#### What you need to do
Please copy everything in the items below from the line containing "the monkey sitting" down to the line containing "x=153 y=534", substituting "single marker" for each "single point" and keeping everything else the same.
— START OF Source records —
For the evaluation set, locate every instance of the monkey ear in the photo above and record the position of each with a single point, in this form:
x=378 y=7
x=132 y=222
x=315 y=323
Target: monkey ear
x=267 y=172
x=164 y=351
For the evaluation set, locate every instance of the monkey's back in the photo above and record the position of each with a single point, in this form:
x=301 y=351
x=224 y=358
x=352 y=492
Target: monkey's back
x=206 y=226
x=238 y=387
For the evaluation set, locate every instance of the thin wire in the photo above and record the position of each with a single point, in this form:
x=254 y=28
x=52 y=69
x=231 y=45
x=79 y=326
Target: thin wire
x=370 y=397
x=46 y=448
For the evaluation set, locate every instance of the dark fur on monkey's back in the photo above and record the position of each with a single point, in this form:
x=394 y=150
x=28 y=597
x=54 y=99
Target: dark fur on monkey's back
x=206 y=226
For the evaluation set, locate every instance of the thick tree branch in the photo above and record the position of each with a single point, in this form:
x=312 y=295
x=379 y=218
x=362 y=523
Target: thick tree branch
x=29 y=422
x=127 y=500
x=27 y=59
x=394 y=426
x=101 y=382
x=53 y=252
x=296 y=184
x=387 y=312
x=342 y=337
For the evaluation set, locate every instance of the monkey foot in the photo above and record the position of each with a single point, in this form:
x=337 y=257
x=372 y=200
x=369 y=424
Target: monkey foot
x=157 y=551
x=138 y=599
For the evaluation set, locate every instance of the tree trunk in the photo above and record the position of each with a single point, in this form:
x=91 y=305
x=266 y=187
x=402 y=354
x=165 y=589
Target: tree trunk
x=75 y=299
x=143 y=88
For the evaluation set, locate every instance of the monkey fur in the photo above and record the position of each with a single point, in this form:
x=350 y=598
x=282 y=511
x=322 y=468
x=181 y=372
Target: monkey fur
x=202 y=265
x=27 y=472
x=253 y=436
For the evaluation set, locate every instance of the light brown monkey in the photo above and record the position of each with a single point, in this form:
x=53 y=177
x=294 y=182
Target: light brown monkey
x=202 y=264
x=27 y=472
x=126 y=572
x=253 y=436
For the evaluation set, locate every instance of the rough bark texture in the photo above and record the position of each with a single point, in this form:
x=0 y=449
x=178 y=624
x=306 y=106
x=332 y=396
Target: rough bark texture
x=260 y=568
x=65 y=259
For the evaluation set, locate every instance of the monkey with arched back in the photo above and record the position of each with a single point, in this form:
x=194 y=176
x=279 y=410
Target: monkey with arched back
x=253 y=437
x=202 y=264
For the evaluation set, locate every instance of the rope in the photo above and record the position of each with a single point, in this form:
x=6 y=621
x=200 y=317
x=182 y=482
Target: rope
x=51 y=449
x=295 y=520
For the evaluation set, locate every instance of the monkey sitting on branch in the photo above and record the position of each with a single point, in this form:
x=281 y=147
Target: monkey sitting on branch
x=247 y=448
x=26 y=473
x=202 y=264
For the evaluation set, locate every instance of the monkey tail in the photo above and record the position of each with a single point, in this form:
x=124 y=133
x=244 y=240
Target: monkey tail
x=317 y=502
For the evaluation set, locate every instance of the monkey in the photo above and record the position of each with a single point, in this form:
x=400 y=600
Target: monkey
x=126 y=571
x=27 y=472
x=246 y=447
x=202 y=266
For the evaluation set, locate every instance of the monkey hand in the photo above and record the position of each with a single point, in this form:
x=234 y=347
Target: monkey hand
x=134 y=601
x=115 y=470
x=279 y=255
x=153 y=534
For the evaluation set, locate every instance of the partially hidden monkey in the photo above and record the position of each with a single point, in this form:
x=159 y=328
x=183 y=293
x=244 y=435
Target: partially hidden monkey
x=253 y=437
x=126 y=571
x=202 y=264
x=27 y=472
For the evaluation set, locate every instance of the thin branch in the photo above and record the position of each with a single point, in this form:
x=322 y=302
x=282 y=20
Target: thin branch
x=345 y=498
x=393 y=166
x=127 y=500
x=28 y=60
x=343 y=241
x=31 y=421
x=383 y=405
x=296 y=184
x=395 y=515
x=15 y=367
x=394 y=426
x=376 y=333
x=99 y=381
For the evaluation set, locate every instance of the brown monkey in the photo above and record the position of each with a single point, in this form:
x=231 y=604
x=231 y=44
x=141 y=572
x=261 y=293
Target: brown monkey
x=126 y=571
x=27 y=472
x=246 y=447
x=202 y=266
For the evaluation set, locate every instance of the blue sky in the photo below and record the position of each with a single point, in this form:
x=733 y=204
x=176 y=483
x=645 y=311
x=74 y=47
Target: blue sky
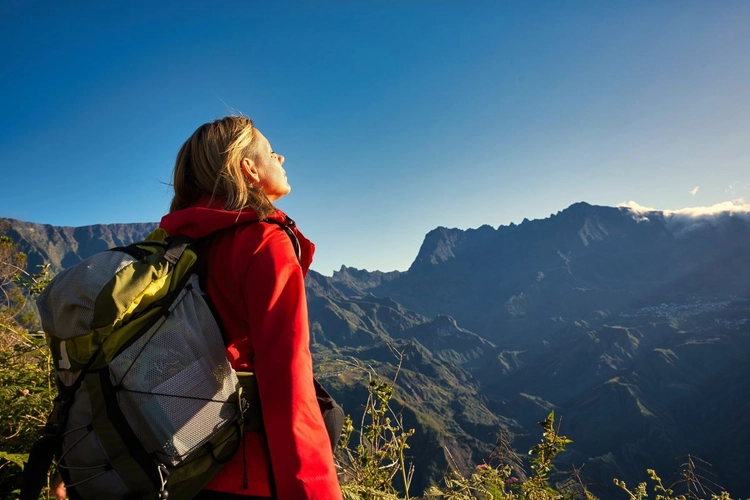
x=395 y=117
— END OF Source records —
#### Written answer
For the evaluation set, locate every instance of the monkey sitting on branch in the photo above and record the position of each with a single marker, in this form:
x=281 y=147
Target: monkey sitting on branch
x=247 y=448
x=26 y=473
x=202 y=264
For the evaluation set, locate every instance of the monkey tail in the photo above and record the position of each with a single marker, in this form:
x=124 y=133
x=244 y=240
Target: monkey tail
x=317 y=502
For the evaluation set, locate every instance of the monkey in the photo above and record the position of each with a single marker, in this form:
x=400 y=600
Target: monkey
x=126 y=571
x=27 y=472
x=246 y=447
x=202 y=266
For the evaluation set, locate every instance of the monkey hand in the photo above and record the position of each with a single marker, in this form:
x=234 y=347
Target: monkey hand
x=134 y=601
x=115 y=470
x=279 y=255
x=153 y=534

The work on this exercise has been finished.